## begin Text excerpt

Outstanding Debts/ Loans Recoverable – GH¢10,067,170,560
These irregularities represent trade debtors, staff debtors and outstanding loans. Included in this figure is an amount of GH¢5,487,969,144.11 due from customers for power supplies in respect of Forex Power Sales, Local Power Sales, Mines Power Sales, Other Local Power Sales, Government MDA’s Power Sales, and other Power Related Recoverables as at 31 December 2019.
Absence of effective debt collection policies, non-existence of credit controls to recover the debts and Management’s indifferent posture toward loan recovery contributed significantly to these anomalous conditions, the report said.
Also, it noted, improper maintenance of records on debtors, the absence of debtors’ ageing analyses, non-documentation of agreements stipulating the terms and conditions of loans, failure to ensure that loans are repaid and Management’s non-compliance with rules and regulations accounted for these irregularities.
The auditor-general said: “I recommended that Management of Public Boards, Corporations and other Statutory Institutions should strictly adhere to rules and regulations with regards to debts management. They should also put in place proper policies for the management of loans and other receivables as well as ensuring that loans and debts are repaid on due dates to avoid or minimise the occurrence of bad debts”.
Cash Irregularities – GH¢1,802,692,515
Cash irregularities related to the misapplication of funds, nonretirement of imprest, payments not authenticated, payment of Board Allowances to Council Members without Ministerial approval, cash locked up in non-performing investments.
Out of the total figure of GH¢1,802,692,515 cash irregularities, GH¢442,730,876.74 represented cash locked up in non-performing investment by SSNIT.
These occurred as a result of poor oversight responsibility and nonexistent controls, the report said, adding: “Other contributory factors were finance officers’ failure to properly file and keep records, Management’s failure to ensure the security and safety of vital documents, non-maintenance of returned cheque registers, Management’s inertia in complying with procedures stipulated in the Public Financial Management Act, and poor accounting systems”.
The auditor-general, therefore, urged the Managements of the Public Boards, Corporations and other statutory institutions to strengthen supervisory controls over their finance officers, and ensure that they adhere to the provisions of the Public Financial Management Act, 2016 (Act 921).
“I also recommended the authentication of all payment vouchers, prompt payment to the bank and full retirement of accountable imprest on due dates”.
Payroll Irregularities – GH¢9,574,765
These lapses, according to the report, were caused by the failure of Management to exercise due diligence and the laxity of officers in charge of payroll validation in reviewing payment vouchers to ensure salaries were paid to only those who were entitled as well as payroll related irregularities.
They were also caused by Management’s failure to notify banks to stop the payment of unearned salaries, it noted. The Controller and Accountant General’s Department also did not promptly delete names of separated staff when notified to do so. In other instances, Management also did not transfer statutory deductions in respect of SSF contribution. Contained in the total irregularity of GH¢9,574,765 is an amount of GH¢4,168,263 attributed to Ghana Railway Company Limited in respect of outstanding 1st and 2nd tier pensions contribution due from Management of Ghana Railway Company Limited to SSNIT and other pension scheme managers.

## end Text excerpt
## begin Data excerpt

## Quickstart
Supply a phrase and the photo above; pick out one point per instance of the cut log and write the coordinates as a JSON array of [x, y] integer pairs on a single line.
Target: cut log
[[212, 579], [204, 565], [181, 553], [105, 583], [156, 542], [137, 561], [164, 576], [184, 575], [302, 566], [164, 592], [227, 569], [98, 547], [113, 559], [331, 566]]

## end Data excerpt

● Directive A:
Answer from the audit report excerpt on public boards and corporations:
(i) How much of the outstanding debts and loans figure was due from customers for power supplies?
(ii) What amount of the cash irregularities was cash locked up in non-performing investment by SSNIT?
(iii) To which company is GH¢4,168,263 of the payroll irregularities attributed?
● Directive B: Can you carry the audit report excerpt on public boards and corporations forward from its final sentence?

● Task answer A:
(i) GH¢5,487,969,144.11
(ii) GH¢442,730,876.74
(iii) Ghana Railway Company Limited

● Task answer B:
“I advised the Management Teams of the affected Institutions to promptly notify the bankers of the separated staff to withhold and pay to Government chest all unearned salaries. I also recommended that officers in charge of payroll should exercise due care in the discharge of their duties as well as ensuring that 1st and 2nd tier contributions for their employees are promptly and regularly transferred to the various pension schemes”, the auditor-general said.
Procurement Irregularities – GH¢846,134,269
These irregularities occurred as a result of Managements’ non-compliance with the provisions of the Public Procurement Act 2003, (Act 663). Out of the total irregularities, US$39,000,000.00 (GH¢224,647,800) represented award of contract without following due processes by Management of Bulk Oil Storage and Transportation Company Limited (BOST), the report said. “I once again recommended that Managements of the various Institutions should undertake procurement transactions strictly in accordance with the provisions of the Public Procurement Act as amended”.
Tax Irregularities – GH¢29,201,677
The Tax irregularities related to failure to pay statutory tax deductions on due dates, and non-deduction of applicable taxes. They also related to transacting business with non-VAT registered persons or entities. Out of the total tax irregularities of GH¢29,201,677,] an amount of GH¢12,449,542 is attributed to Architectural and Engineering Services Limited (AESL) for unremitted P.A.Y.E and VAT deducted.
“I recommended that the Finance Officers should strictly adhere to the tax laws to ensure that all tax revenues are promptly collected and paid to the applicable revenue agencies”, the auditor-general said. Stores Irregularities – GH¢11,591,519
These irregularities, per the report, include non-documentation of store items, lack of awareness of officers assigned to store duties and inadequate supervision. Included in the sum of GH¢11,591,519 is an amount of GH¢11,581,019 worth of electrical materials that were given out on loan to eight (8) beneficiary Companies. These materials were issued out between 2014 and 2018 without any specific terms of agreement.
“I recommended the strengthening of controls over store management and accounting, and also recommended strict adherence to Rules and Regulations that govern the effectual conduct of public financial business”, the auditor-general said.
Contract Irregularities – GH¢89,807,321 These mainly relate to delay in construction projects in the various Public Boards, Corporation and other statutory institutions.
The auditor-general, therefore, “urged Managements to strengthen controls over contracts and ensure that funds are available in order to engender speedy completion of earmarked projects”.
The financial statements submitted for validation presented financial information in accordance with applicable statutory provisions, and my office was satisfied in all material respect that the financial statements complied with stated accounting policies of the government and is in accordance with generally accepted accounting standards and essentially consistent with that of the preceding year. In my opinion all the financial statements presented a true and fair view of the financial positions as of 31 December 2020, and financial performance of the organisations for the period ended 31 December 2020 except the Institute of Local Government Studies and General Legal Council who had a qualified opinion expressed on their financial statements.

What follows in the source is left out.